**Extract provided:**
========

With Charles Center still not finished in 1973 when Mayor Theodore R. McKeldin decided to turn things up a notch. He thought that a public and private partnership could be used to redevelop the Inner Harbor the same way with Charles Center. The Inner Harbor plan was also accepted with open arms. Charles Center did not encourage revitalization of neighboring communities like the Inner Harbor did. Mayor William Donald Schaefer introduced the $1 row home imitative to revitalize surrounding communities which was a stellar success that I think should be duplicated in neighborhoods that are currently blighted.
With focus still on the harbor, Charles Center was deemed complete in 1986. It was meant to be and may still be a major transportation hub. When the metro subway opened in 1986 it ran from Owings Mills to Charles Center. The Charles Center station located under Calvert Street was meant for another line to connect to it (The Yellow Line?). The metro subway was quickly extended to Johns Hopkins Hospital. In the 1990s, the west side of Downtown received what it thought was a major shot in the arm with the addition of the Central Light Rail Line. Downtown the Light Rail runs at street level along Howard Street. The Light Rail has a Charles Center stop but being on Howard Street rather than Calvert Street it could not be a transfer station to the metro subway. Come to think of it there aren't any transfer points for Baltimore's two rail lines.

========

**Provided data:**
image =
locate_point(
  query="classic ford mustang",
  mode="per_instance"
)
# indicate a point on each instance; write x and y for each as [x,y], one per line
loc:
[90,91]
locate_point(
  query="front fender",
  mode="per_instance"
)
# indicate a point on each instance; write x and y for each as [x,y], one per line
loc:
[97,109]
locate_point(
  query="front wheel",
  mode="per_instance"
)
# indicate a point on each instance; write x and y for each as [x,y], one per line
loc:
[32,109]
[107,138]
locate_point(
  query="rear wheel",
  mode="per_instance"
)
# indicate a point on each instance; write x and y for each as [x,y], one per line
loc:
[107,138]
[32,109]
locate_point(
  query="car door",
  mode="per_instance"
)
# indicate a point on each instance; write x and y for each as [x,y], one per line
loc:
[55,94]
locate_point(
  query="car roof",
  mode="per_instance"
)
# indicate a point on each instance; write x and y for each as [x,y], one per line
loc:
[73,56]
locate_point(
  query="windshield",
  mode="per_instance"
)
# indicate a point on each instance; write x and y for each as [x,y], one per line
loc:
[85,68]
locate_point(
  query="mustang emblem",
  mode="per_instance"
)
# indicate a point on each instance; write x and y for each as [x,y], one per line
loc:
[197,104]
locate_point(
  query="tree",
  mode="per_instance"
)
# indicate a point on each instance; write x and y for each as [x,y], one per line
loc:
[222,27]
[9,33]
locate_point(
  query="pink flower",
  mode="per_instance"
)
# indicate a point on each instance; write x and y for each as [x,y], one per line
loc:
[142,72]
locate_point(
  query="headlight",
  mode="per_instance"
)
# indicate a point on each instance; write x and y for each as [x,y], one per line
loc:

========

**Task requirements:**
- a) Please answer these questions using the passage on Charles Center:
(i) In what year was Charles Center deemed complete?
(ii) Which mayor introduced the $1 row home program?
(iii) Along which street does the Light Rail run at street level downtown?
- b) Continue the passage on Charles Center from its final sentence.
The records are separate material and are not part of the passage on Charles Center.

**Expected outputs:**
- a)
(i) 1986
(ii) William Donald Schaefer
(iii) Howard Street

- b)
The Inner Harbor began draining business and vitality from Charles Center very slowly from the get go. Businesses both commercial and retail began moving southeast to near the water. The Inner Harbor became the city's show case. Big mixed use development projects like Harbor Place Inner Harbor East and Silo Point that the Inner Harbor spawned only made the trend to continue.Charles Center was always meant to be almost exclusively office space with ground floor retail, (there is an apartment building in the complex but that wasn't really planned.) Planners of the late 1950s and early 1960s couldn't have possibly predicted the desirability of high density mixed use development. Another thing they couldn't have predicted was that Baltimore wouldn't have redeveloped its rail transit system better after the demise of the streetcar. Parking Garages are now a big and in my opinion unwelcome part of the city's landscape.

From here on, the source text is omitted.